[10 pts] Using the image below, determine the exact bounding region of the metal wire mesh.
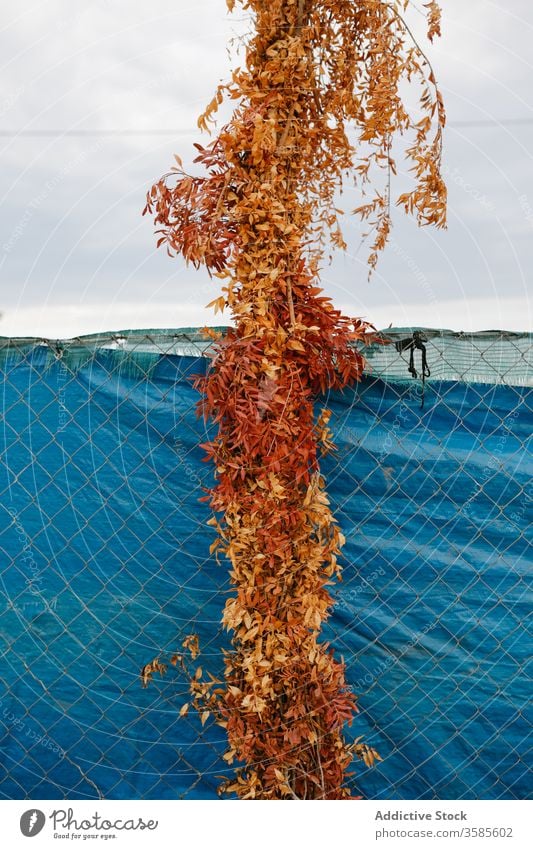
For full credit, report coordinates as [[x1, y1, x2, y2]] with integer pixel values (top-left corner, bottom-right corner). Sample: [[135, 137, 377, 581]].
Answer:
[[0, 328, 531, 799]]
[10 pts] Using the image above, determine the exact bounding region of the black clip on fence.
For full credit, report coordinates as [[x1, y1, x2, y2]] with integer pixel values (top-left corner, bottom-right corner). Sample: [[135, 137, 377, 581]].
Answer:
[[394, 330, 431, 410]]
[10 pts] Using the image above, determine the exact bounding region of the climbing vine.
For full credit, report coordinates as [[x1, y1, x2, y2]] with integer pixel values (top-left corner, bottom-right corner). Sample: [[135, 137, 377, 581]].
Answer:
[[143, 0, 446, 799]]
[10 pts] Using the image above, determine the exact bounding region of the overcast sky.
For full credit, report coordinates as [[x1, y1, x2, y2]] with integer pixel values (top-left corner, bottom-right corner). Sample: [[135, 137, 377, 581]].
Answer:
[[0, 0, 533, 338]]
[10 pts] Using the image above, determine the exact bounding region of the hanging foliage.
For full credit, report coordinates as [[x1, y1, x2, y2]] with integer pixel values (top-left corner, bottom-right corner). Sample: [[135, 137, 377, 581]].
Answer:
[[144, 0, 446, 799]]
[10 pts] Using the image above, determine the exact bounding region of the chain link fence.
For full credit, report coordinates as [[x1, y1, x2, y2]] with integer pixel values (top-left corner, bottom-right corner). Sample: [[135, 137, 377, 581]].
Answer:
[[0, 328, 531, 799]]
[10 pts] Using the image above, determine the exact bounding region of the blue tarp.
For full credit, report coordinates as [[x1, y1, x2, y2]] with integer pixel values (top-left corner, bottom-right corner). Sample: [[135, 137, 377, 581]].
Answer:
[[0, 346, 531, 799]]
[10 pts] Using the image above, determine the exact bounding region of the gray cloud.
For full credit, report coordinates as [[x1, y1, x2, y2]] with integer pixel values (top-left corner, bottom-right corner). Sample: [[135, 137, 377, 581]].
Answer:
[[0, 0, 533, 335]]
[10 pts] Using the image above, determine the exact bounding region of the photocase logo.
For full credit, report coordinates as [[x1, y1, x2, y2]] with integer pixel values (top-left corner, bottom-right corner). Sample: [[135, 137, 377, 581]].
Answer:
[[20, 808, 46, 837]]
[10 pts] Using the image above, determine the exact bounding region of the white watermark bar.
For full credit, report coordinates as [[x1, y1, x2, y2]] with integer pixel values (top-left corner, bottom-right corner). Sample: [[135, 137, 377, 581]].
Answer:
[[1, 800, 533, 849]]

--------

▸ REQUIREMENTS:
Rewrite all of the data above with each "bounding region" changed to "bounding box" and nothing else altered. Omit the picture from your version.

▸ THE RESPONSE:
[10 pts] Using the image below, determine the exact bounding box of the metal wire mesh.
For full credit, report coordinates as [[x1, y1, x2, y2]] with integer pixel values (top-left corner, bottom-right corner). Sample: [[135, 137, 377, 581]].
Answer:
[[0, 328, 531, 799]]
[10 pts] Using the image above, determine the exact bounding box of the black clip on fence.
For full credit, report coordinates as [[x1, y1, x2, y2]] with integer pixel values (top-left corner, bottom-right corner). Sample: [[135, 137, 377, 581]].
Answer:
[[394, 330, 431, 410]]
[10 pts] Using the image above, determine the exact bounding box of the climbing vine.
For full credit, report coordinates as [[x1, y1, x2, y2]] with integer pixel values (top-left corner, bottom-right corner). Sample: [[135, 137, 377, 581]].
Answer:
[[143, 0, 446, 799]]
[10 pts] Using the image above, determine the exact bounding box of the overcast sky.
For full credit, report coordinates as [[x1, y1, x2, y2]] with integer pixel values (top-left corner, bottom-right corner). Sample: [[135, 137, 377, 581]].
Answer:
[[0, 0, 533, 338]]
[10 pts] Using the image above, determine the exact bounding box of the hanging foliage.
For full credit, report coordinates as [[x1, y1, x2, y2]] with integer pixel values (top-left corner, bottom-right corner). Sample: [[135, 137, 377, 581]].
Answer:
[[144, 0, 446, 799]]
[10 pts] Using the image above, determine the exact bounding box of the chain link fence.
For full credit, report coordinates as [[x1, y1, x2, y2]] with integer pixel values (top-left corner, bottom-right corner). Sample: [[135, 137, 377, 581]].
Answer:
[[0, 328, 531, 799]]
[10 pts] Using the image above, determine the exact bounding box of the blue tarp.
For full credit, report coordinates as [[x1, y1, x2, y2]] with integer pixel values (top-left corner, bottom-right corner). Sample: [[135, 137, 377, 581]].
Answer:
[[0, 346, 531, 799]]
[10 pts] Using the image above, determine the exact bounding box of the gray cloud.
For full credit, report coordinates as [[x1, y1, x2, y2]] with integer pixel values (top-left corner, bottom-right corner). Sample: [[135, 137, 377, 581]].
Answer:
[[0, 0, 533, 335]]
[10 pts] Using the image above, determine the exact bounding box of the photocase logo.
For full credit, report coordinates as [[x1, y1, x2, y2]] with integer pixel values (top-left corner, bottom-right corner). Sample: [[135, 137, 377, 581]].
Answer:
[[20, 808, 46, 837]]
[10 pts] Using the image above, determine the exact bounding box of the white watermark bar.
For full credit, report coordinates as [[x1, y1, x2, y2]] with integer pixel values (top-left corner, bottom-right corner). Sample: [[135, 137, 377, 581]].
Answer:
[[1, 800, 533, 849]]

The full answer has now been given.